- **Point annotation records**:

┌──

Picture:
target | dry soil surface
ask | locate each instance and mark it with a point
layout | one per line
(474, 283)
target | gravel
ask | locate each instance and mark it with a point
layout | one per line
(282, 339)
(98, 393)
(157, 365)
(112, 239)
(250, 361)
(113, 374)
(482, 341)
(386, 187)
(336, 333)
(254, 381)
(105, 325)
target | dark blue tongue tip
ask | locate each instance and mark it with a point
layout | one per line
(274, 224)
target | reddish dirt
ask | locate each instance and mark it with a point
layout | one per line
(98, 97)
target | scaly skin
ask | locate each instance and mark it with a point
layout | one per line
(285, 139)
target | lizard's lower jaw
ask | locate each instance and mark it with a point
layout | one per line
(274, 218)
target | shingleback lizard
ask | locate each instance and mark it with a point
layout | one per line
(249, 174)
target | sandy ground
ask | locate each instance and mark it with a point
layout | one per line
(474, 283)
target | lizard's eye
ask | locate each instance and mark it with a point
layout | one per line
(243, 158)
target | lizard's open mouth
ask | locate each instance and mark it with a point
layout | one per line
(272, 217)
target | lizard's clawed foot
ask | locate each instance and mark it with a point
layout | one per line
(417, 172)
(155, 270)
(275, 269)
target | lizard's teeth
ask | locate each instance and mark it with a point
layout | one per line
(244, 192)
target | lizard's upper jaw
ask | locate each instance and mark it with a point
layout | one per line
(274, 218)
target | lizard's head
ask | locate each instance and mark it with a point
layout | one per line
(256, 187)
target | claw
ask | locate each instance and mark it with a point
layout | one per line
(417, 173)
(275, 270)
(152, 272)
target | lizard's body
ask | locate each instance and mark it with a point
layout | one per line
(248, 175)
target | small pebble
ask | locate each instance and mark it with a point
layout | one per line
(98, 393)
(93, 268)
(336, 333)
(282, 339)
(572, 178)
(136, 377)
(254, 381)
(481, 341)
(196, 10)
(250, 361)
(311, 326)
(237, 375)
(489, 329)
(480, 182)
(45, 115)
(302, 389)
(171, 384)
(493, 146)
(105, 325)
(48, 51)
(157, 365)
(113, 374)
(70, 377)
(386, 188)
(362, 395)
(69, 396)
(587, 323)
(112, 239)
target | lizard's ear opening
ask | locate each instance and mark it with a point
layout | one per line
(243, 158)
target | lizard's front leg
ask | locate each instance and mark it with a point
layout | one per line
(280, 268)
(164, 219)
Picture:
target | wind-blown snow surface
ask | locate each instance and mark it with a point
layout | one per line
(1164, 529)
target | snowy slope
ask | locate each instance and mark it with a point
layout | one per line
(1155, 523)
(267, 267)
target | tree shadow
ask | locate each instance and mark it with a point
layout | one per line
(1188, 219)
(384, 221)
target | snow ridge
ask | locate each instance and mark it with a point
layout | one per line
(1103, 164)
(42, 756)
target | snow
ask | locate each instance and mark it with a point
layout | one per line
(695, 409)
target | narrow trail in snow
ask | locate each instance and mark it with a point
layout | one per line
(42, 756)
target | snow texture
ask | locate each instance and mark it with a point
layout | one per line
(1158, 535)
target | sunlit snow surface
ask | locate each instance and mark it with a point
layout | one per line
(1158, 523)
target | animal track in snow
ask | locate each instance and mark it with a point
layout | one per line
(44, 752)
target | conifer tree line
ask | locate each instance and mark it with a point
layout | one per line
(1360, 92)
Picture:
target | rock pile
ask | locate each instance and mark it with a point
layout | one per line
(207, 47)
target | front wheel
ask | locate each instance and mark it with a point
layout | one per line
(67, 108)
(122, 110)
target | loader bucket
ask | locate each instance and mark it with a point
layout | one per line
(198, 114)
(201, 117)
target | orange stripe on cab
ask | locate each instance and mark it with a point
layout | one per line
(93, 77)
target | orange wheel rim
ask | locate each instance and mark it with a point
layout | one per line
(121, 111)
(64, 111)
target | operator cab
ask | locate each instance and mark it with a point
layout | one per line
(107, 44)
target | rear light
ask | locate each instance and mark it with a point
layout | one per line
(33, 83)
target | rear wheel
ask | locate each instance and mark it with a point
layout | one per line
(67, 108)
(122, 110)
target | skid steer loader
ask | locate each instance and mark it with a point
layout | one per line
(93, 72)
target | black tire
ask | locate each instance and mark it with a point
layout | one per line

└──

- **Short problem**: Each line of the material above must be retyped precisely.

- **Full response**:
Picture:
target | dry soil surface
ask | locate each instance and mark it with a point
layout | one per line
(474, 283)
target | gravel
ask | locate each instance and mark it with a point
layout | one per line
(282, 339)
(98, 393)
(157, 365)
(112, 239)
(250, 361)
(113, 374)
(482, 341)
(386, 187)
(336, 333)
(254, 381)
(105, 325)
target | dark blue tongue tip
ask | locate each instance and mark it with a point
layout | one per line
(274, 224)
target | reddish dirt
ask | locate each instance and mark it with a point
layout | one per line
(98, 97)
target | scaly skin
ask | locate each instance and mark it with a point
layout | one per line
(285, 139)
target | lizard's lower jaw
ask | locate each instance and mark it with a point
layout | one per line
(274, 218)
target | shingleback lizard
ask | locate each instance and mark it with a point
layout | one per line
(249, 174)
target | sandy ground
ask | locate each instance and mark it with a point
layout | one per line
(474, 283)
target | lizard's eye
ask | locate each instance and mark it with a point
layout | one per line
(243, 158)
target | lizard's open mouth
ask | locate each instance and mark it with a point
layout | one per line
(272, 217)
target | lizard's clawed foot
ask | locate each instance and mark it with a point
layout | one per line
(417, 172)
(155, 270)
(275, 269)
target | lizard's teeth
ask | locate each instance and mark it with a point
layout | one per line
(244, 192)
target | lizard's upper jaw
ask | locate each instance and mark it with a point
layout | one per line
(274, 218)
target | lizard's head
ask | locate each instance and mark it with a point
layout | one per line
(256, 187)
target | claw
ask | locate each instance and mark it with a point
layout | one per line
(417, 173)
(275, 270)
(152, 272)
target | lizard's body
ask | locate each instance and mark it with a point
layout | one per line
(248, 175)
target | small pebble
ask | locate each instance and mark it with a point
layout | one per line
(98, 393)
(93, 268)
(336, 333)
(282, 339)
(572, 178)
(136, 377)
(254, 381)
(481, 341)
(196, 10)
(250, 361)
(311, 326)
(237, 375)
(489, 329)
(480, 182)
(45, 115)
(302, 389)
(171, 384)
(493, 146)
(105, 325)
(48, 51)
(157, 365)
(113, 374)
(70, 377)
(386, 188)
(362, 395)
(69, 396)
(587, 323)
(112, 239)
target | lizard's ear opening
ask | locate each instance and mark it with a point
layout | one per line
(243, 158)
target | lizard's front leg
ask | locate each instance and mark it with a point
layout | one per line
(280, 268)
(164, 219)
Picture:
target | wind-blown snow surface
ask | locate each instance and mark it with a point
layout | one per line
(1164, 529)
target | snowy slope
ask | locate each instance and mark it with a point
layout | one per line
(1155, 523)
(267, 267)
target | tree shadow
ask | locate each instance and mark it with a point
layout | one per line
(1188, 219)
(384, 221)
target | snow ridge
ask | locate each instance and mark it with a point
layout | one per line
(1103, 164)
(42, 756)
target | snow
ask | locate each instance and mark it with a point
layout | one per line
(695, 409)
target | narrow trail in snow
ask | locate each instance and mark it with a point
layout | one per line
(42, 756)
target | snow texture
ask | locate each instance and mark it with a point
layout | one per line
(1158, 535)
target | sunlit snow surface
ask | locate each instance and mark it with a point
layout | one per line
(1158, 523)
target | animal track in snow
ask | locate each instance and mark it with a point
layout | one per line
(44, 752)
target | conifer tree line
ask | locate each instance and mark it with a point
layout | one per line
(1360, 92)
Picture:
target | rock pile
ask | locate each instance and mark it with a point
layout | one per line
(207, 47)
target | front wheel
ask | locate each instance and mark it with a point
layout | one per line
(67, 108)
(122, 110)
target | loader bucket
ask | locate each instance and mark it with a point
layout | one per line
(198, 114)
(201, 117)
target | orange stripe on cab
ask | locate each instance and mark it with a point
layout | one per line
(93, 77)
target | orange wheel rim
ask | locate each instance and mark it with a point
layout | one per line
(121, 111)
(64, 111)
target | operator cab
ask | locate each instance and mark it with a point
layout | one per line
(107, 44)
target | rear light
ask | locate each instance and mark it with a point
layout | one per line
(33, 83)
target | rear wheel
ask | locate each instance and mark it with a point
layout | one per line
(67, 108)
(122, 110)
target | skid steer loader
ask | locate each instance and mark it with a point
layout | one per line
(93, 72)
target | black tire
ask | locate each instance and mark it with a point
layout | one per line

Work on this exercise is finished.